──────── Recorded data ────────

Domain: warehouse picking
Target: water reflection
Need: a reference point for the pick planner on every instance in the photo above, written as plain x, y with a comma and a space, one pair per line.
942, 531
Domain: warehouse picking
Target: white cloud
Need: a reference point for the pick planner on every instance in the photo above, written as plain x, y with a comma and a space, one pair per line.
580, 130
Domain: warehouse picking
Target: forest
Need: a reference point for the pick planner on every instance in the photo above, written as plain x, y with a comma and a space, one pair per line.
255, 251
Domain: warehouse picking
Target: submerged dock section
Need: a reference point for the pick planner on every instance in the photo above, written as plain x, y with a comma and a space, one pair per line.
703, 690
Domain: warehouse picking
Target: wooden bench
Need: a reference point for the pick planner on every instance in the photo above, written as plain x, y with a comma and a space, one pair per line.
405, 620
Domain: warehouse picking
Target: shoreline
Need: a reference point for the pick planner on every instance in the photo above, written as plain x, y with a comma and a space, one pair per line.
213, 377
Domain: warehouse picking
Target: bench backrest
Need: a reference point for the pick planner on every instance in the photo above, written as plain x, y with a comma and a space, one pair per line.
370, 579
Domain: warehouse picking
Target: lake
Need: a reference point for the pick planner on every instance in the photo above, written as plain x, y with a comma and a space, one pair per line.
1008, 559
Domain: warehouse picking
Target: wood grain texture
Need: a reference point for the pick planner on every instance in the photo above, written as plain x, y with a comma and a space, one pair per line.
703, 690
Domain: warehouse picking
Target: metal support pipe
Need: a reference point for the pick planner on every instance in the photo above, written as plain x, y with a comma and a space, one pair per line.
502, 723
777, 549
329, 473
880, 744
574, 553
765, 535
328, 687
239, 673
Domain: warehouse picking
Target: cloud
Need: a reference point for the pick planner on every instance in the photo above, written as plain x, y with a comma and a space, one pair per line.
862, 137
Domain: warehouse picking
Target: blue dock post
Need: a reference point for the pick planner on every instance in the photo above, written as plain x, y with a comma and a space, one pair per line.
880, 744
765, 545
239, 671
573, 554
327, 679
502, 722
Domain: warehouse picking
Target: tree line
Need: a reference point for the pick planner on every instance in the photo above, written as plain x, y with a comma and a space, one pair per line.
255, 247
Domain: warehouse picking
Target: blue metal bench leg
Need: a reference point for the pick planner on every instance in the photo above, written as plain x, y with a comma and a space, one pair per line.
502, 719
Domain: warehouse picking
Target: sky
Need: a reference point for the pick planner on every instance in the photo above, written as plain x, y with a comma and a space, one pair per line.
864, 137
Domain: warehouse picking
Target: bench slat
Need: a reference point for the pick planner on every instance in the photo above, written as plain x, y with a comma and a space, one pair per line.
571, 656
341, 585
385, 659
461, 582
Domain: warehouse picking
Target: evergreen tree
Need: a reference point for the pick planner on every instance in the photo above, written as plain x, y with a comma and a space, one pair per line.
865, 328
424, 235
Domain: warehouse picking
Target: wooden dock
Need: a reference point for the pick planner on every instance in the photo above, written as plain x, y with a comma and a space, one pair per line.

────────

Exercise objective: Extract the full listing and reproduce each line exactly.

Exercise result:
Domain: warehouse picking
Target: water reflection
Need: a reference point for the pick planner on every instance in the photo above, written as plain x, y with a comma and a space, one pair per line.
942, 531
Domain: warehouse picking
Target: white cloud
Need: a reference point for the pick planner on every instance in the photo above, written as plain x, y with a comma and a space, one pair per line.
580, 130
Domain: warehouse picking
Target: forest
Need: a reference point for the pick planner on every instance in the photo above, written as plain x, y with a comma and a space, one pair per line.
255, 251
Domain: warehouse picking
Target: submerged dock section
Need: a reference point for the pick planner on every instance in the photo above, written as plain x, y with a comma and a space, one pair per line.
703, 690
Domain: warehouse picking
Target: wooden bench
Need: a reference point for the pick planner on every instance in the photo above, written as plain x, y with a comma and a space, one pair per line.
405, 620
Domain: warehouse picking
Target: shoreline
Need: a reference point for the pick planner on every instance in the photo above, written as plain x, y with a comma and a space, one pair per line.
213, 377
Domain: warehouse picking
Target: bench backrest
Need: a reference point for the pick planner on every instance in the photo above, written as plain x, y with a comma and a space, one pair per line.
370, 579
Domain: warehouse picking
Target: lake
Need: a reference point for the pick planner on every instance in the photo above, written as plain x, y with a comma and a space, one pair per line.
1008, 559
Domain: warehouse picking
Target: wood grain texture
Need: a reference point for the pick planner on every instance in the photo above, written as plain x, y with a comma and a space, one pair per line.
703, 690
Domain: warehouse picking
Target: metal support pipe
Need: a reference point for the pick planner on every instance in the photo above, written as plain x, y with a comma and a space, one pair per line.
502, 723
777, 549
329, 473
880, 744
574, 553
765, 535
328, 687
239, 673
Domain: warehouse picking
Target: cloud
Need: a reference point for the pick planner on every instance in the photo above, written as plain x, y with a comma and a space, one pair per line.
862, 137
Domain: warehouse picking
Target: blue dock post
Need: a reference point for the pick planner on every instance in the photo above, written as plain x, y with a comma and a space, one pair per line.
880, 744
765, 545
239, 671
573, 554
327, 679
502, 722
Domain: warehouse picking
Target: tree line
Need: a reference point for the pick planner on every instance in the photo above, written as plain x, y with a comma and a space, one pair per line.
255, 247
Domain: warehouse picking
Target: blue metal bench leg
Need: a reference point for the pick planner on every instance in the photo above, written as plain x, y with a comma and a space, one pair per line.
502, 719
Domain: warehouse picking
Target: sky
Need: a reference point for the pick planner on every instance in the photo above, written as plain x, y with a comma and a space, one pair per line.
864, 137
Domain: warehouse picking
Target: bench slat
Need: a reference point for the pick planner on every instance in the photo above, written as plain x, y with a comma and a space, one pair per line.
571, 656
341, 585
385, 659
461, 582
Domain: warehouse picking
Target: evergreen tree
Need: a reference point for the pick planner on every instance in the photo above, written as plain x, y with a comma and a space, one pair per line.
865, 328
424, 235
Domain: warehouse picking
Target: wooden dock
Need: a reference point for the pick planner on every instance in the photo above, written as plain x, y with a comma and a space, one pair per line.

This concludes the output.